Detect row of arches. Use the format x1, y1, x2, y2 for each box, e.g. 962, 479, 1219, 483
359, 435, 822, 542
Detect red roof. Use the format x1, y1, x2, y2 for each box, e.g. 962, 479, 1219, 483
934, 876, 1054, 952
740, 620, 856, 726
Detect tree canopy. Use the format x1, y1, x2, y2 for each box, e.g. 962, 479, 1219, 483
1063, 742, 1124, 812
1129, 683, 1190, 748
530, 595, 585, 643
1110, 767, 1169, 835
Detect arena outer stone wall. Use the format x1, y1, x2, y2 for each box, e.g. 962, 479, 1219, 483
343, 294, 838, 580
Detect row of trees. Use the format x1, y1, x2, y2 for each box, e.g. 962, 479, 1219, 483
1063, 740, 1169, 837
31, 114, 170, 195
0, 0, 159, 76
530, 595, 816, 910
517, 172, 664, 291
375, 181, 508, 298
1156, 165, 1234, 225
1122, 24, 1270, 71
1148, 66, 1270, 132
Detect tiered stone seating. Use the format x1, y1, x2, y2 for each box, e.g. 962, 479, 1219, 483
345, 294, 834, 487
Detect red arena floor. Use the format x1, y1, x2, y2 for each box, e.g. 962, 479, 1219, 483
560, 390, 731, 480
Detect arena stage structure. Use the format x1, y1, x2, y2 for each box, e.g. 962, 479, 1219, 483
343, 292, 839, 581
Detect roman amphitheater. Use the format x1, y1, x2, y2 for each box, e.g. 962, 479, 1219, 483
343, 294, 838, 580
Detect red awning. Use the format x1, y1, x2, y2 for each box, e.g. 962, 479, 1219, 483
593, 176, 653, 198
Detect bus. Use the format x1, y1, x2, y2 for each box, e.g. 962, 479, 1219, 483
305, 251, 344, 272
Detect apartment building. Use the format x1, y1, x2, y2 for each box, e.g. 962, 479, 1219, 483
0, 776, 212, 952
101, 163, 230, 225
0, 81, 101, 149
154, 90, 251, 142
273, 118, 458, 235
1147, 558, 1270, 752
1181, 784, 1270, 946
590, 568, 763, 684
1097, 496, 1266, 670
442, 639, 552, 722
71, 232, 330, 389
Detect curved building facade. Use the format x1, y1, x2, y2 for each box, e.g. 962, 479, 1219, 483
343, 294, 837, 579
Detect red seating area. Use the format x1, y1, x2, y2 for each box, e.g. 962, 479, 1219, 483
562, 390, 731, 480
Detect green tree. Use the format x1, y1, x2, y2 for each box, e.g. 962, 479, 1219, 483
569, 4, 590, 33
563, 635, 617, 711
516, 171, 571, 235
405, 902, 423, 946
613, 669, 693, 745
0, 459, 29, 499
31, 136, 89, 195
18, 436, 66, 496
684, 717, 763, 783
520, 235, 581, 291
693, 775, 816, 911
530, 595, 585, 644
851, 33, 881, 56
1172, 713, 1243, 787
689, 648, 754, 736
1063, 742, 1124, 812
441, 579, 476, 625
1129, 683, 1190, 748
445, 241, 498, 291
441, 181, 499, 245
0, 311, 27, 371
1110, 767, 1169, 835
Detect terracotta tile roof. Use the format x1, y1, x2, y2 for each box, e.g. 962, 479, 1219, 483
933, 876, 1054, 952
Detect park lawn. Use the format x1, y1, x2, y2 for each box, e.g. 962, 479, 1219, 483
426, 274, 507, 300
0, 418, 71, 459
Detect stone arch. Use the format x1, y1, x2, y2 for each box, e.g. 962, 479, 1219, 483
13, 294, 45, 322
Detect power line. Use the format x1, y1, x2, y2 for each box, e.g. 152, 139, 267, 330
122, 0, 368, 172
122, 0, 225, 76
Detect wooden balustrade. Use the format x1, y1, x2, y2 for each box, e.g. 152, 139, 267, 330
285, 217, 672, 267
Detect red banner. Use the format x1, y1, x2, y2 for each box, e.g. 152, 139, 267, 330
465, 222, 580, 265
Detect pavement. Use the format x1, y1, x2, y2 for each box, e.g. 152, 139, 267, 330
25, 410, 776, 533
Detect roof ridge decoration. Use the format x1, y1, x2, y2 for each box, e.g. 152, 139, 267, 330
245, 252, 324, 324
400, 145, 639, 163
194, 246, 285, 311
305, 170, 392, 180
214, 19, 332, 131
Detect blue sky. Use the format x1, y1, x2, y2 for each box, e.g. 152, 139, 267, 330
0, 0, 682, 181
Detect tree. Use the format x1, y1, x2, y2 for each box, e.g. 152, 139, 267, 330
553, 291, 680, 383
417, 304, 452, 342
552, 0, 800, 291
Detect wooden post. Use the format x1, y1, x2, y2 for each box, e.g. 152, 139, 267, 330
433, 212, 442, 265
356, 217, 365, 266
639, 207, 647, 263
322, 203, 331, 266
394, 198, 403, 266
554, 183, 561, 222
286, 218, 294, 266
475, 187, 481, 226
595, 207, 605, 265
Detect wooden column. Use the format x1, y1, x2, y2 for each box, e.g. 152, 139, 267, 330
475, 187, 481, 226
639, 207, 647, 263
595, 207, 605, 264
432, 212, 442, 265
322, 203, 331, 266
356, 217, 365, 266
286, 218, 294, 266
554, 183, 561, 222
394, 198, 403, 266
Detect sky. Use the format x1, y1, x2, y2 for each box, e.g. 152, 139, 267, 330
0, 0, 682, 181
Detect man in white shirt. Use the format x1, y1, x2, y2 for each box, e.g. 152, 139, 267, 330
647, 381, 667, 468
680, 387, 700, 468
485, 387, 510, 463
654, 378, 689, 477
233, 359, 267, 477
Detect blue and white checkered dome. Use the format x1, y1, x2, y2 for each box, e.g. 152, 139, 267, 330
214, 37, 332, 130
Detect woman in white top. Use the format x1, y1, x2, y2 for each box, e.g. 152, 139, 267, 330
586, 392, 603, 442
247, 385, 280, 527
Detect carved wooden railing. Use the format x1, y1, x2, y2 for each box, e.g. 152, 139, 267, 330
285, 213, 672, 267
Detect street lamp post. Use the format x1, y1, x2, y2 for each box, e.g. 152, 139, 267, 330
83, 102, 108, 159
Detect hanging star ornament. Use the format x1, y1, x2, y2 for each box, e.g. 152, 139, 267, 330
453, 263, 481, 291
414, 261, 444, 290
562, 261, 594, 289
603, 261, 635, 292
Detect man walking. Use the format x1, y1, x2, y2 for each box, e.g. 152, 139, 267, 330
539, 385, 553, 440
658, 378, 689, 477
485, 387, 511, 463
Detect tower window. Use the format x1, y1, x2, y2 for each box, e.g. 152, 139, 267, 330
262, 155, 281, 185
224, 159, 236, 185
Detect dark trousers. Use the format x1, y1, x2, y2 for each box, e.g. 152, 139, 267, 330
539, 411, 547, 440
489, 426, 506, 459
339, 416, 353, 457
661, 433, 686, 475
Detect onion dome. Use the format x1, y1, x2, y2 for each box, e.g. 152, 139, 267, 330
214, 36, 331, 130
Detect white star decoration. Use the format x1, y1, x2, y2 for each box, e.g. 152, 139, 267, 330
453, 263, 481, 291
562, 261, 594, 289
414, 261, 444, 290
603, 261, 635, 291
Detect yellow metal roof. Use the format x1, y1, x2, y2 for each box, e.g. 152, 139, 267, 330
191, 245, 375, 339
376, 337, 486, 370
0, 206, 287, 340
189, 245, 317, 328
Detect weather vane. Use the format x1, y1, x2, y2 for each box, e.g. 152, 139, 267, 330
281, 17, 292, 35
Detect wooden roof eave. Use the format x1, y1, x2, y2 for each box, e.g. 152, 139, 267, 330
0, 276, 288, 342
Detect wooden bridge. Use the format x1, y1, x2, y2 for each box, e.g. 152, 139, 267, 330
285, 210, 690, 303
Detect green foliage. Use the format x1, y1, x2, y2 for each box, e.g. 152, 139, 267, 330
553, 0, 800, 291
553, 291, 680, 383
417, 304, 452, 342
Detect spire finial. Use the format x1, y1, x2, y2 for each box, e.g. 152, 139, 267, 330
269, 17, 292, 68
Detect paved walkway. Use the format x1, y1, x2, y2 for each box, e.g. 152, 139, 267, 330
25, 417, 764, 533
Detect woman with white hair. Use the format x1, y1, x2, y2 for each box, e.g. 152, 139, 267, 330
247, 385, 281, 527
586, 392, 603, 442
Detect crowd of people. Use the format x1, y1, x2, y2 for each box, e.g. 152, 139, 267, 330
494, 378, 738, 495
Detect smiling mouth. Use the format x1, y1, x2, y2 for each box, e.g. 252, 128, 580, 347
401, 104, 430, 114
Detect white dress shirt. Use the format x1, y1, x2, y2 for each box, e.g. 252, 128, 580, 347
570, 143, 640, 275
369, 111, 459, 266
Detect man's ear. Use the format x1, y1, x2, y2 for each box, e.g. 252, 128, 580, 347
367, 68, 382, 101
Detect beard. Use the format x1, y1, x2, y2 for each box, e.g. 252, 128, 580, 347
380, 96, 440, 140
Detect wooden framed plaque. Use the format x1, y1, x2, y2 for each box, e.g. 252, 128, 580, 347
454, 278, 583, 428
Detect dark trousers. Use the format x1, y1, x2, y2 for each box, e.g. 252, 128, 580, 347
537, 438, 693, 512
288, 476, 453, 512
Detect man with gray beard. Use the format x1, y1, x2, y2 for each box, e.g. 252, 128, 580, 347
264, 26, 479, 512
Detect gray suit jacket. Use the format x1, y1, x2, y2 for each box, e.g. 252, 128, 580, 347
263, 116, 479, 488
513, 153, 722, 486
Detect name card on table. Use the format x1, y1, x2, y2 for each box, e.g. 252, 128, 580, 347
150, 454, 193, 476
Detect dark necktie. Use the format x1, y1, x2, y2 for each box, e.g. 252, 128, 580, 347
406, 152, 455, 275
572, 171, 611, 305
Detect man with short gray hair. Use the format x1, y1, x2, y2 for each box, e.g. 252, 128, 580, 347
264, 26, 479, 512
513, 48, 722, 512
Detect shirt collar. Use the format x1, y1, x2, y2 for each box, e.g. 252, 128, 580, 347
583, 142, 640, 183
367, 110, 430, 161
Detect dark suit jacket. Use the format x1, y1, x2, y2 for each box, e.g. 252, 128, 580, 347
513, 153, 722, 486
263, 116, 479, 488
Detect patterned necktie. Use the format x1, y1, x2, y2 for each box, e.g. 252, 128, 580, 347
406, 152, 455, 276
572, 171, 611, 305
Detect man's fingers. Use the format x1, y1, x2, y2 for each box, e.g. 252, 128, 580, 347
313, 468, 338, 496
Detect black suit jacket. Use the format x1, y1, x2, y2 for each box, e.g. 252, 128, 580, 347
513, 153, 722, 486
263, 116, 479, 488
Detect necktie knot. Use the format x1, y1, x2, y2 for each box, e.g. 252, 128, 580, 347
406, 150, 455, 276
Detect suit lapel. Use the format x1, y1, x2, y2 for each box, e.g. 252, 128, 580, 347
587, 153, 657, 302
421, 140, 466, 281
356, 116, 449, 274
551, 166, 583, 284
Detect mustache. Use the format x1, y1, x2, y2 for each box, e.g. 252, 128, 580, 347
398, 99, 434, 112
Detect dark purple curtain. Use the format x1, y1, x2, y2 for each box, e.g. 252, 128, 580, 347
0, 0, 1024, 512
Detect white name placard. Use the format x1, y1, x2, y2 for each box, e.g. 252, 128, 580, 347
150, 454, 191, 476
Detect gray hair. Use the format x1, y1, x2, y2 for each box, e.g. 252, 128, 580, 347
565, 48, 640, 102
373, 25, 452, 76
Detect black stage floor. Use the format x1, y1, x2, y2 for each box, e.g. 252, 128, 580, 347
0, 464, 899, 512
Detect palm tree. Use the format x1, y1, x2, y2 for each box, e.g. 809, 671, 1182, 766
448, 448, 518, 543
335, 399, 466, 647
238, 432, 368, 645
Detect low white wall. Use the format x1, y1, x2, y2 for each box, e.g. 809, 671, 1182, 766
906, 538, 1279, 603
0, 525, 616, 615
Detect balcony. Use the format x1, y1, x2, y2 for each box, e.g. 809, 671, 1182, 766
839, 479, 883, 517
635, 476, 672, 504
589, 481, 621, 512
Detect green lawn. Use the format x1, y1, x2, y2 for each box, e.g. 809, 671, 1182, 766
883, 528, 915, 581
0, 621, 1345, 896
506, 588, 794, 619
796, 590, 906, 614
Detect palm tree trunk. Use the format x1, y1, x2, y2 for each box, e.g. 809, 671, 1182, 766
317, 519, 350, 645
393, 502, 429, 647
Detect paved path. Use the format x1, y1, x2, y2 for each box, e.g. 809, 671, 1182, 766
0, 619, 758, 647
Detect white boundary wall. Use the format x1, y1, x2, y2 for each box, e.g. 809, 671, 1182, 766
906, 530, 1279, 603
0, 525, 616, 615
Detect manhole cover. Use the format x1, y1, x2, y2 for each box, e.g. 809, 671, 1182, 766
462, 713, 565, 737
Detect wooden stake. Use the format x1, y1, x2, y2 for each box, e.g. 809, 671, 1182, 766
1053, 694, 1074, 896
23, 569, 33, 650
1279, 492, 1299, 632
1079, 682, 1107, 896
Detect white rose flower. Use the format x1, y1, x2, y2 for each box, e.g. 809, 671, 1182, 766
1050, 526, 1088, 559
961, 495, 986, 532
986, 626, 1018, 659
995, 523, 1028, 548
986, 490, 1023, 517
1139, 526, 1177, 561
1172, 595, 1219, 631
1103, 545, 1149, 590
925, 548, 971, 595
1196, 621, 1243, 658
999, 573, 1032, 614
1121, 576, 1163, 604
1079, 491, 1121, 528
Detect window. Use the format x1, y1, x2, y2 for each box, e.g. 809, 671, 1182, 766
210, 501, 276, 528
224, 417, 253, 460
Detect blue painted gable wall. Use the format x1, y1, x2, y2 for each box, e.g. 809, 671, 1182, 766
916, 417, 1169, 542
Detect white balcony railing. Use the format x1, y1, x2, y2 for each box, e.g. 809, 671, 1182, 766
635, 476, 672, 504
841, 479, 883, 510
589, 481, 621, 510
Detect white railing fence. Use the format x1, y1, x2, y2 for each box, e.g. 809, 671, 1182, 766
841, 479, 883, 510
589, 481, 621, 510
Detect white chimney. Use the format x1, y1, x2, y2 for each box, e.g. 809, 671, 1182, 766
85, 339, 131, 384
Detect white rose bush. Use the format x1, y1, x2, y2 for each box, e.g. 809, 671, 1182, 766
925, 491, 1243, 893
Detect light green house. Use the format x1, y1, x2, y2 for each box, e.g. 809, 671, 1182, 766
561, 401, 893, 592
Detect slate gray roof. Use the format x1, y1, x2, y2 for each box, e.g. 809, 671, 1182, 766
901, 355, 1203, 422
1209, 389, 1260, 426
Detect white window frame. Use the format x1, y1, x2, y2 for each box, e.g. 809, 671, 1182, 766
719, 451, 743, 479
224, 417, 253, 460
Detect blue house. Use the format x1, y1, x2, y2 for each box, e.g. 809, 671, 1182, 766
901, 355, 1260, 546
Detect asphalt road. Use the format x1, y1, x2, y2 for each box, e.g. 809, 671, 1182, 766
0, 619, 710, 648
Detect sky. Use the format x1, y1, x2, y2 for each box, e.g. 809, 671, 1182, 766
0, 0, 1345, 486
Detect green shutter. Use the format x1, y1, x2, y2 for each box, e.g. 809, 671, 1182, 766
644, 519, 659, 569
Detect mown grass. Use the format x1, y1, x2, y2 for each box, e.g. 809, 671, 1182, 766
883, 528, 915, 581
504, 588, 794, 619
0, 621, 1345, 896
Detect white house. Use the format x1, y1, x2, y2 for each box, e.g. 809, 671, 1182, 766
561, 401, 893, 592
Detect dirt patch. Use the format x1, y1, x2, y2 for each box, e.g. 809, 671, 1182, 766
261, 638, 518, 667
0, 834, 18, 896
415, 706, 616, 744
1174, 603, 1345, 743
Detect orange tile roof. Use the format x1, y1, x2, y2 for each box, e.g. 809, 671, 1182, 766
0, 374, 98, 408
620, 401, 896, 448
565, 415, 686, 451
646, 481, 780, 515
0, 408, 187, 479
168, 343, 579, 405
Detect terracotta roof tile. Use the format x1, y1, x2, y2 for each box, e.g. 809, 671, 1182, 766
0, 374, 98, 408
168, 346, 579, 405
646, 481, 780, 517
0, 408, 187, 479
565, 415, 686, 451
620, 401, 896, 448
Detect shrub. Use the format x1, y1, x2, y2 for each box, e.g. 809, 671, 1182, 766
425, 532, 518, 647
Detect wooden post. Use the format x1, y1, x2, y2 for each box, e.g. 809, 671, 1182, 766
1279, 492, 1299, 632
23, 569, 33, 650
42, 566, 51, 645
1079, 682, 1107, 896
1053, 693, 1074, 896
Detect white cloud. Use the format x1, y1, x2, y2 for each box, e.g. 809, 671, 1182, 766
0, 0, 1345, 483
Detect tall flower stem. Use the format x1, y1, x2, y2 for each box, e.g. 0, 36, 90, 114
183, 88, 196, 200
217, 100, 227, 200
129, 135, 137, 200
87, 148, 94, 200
────────────────
Task prompt
Please render the data from the line containing "Detect street lamp" through the line containing "25, 417, 764, 533" as a Markdown table with the columns Row and Entry, numbering each line and leaving out blank lines.

Output for this exercise
| Row | Entry |
|---|---|
| 1 | Detect street lamp post. Use the format x1, y1, x2, y2 for each box, e.g. 152, 139, 267, 330 |
| 2 | 83, 102, 108, 159 |
| 3 | Detect hanging star ornament. Use the format x1, y1, x2, y2 for each box, e.g. 152, 139, 267, 330 |
| 4 | 453, 263, 481, 291 |
| 5 | 414, 261, 444, 290 |
| 6 | 562, 261, 594, 289 |
| 7 | 603, 261, 635, 292 |
| 8 | Detect man walking. Use the format x1, y1, x2, y2 for each box, e.g. 152, 139, 267, 330 |
| 9 | 539, 385, 553, 440 |
| 10 | 658, 378, 689, 477 |
| 11 | 485, 387, 511, 463 |
| 12 | Detect tower window. Use the format x1, y1, x2, y2 for each box, e.g. 152, 139, 267, 330 |
| 13 | 262, 155, 281, 185 |
| 14 | 224, 159, 236, 185 |
| 15 | Detect dark trousers. Use the format x1, y1, x2, y2 for each box, e.g. 152, 139, 267, 330 |
| 16 | 539, 411, 547, 440 |
| 17 | 489, 426, 506, 459 |
| 18 | 339, 416, 353, 457 |
| 19 | 661, 433, 686, 475 |
| 20 | Detect onion dome. Use the format x1, y1, x2, y2 for each box, e.g. 152, 139, 267, 330 |
| 21 | 214, 36, 331, 130 |
| 22 | Detect white star decoration. Use the format x1, y1, x2, y2 for each box, e.g. 152, 139, 267, 330 |
| 23 | 453, 263, 481, 291 |
| 24 | 562, 261, 594, 289 |
| 25 | 414, 261, 444, 290 |
| 26 | 603, 261, 635, 291 |
| 27 | Detect yellow metal roof. Use the format x1, y1, x2, y2 for each box, e.g. 152, 139, 267, 330 |
| 28 | 191, 245, 375, 339 |
| 29 | 376, 337, 486, 370 |
| 30 | 0, 206, 287, 340 |
| 31 | 189, 245, 317, 328 |
| 32 | Detect weather vane. Use the format x1, y1, x2, y2 for each box, e.g. 152, 139, 267, 330 |
| 33 | 281, 17, 292, 35 |
| 34 | Detect wooden roof eave. Use the format x1, y1, x2, y2 for each box, e.g. 152, 139, 267, 330 |
| 35 | 0, 276, 288, 342 |
| 36 | Detect wooden bridge. Use the format x1, y1, x2, y2 for each box, e.g. 152, 139, 267, 330 |
| 37 | 285, 210, 690, 303 |
| 38 | Detect green foliage. Use the format x1, y1, x2, y2 for each box, e.g. 152, 139, 267, 330 |
| 39 | 553, 0, 800, 291 |
| 40 | 553, 291, 680, 383 |
| 41 | 417, 304, 452, 342 |
| 42 | Detect spire finial. Use the format x1, y1, x2, y2 for each box, e.g. 152, 139, 267, 330 |
| 43 | 269, 17, 292, 68 |
| 44 | Detect paved walkway. Use the format x1, y1, x2, y2 for each box, e.g. 152, 139, 267, 330 |
| 45 | 25, 417, 764, 533 |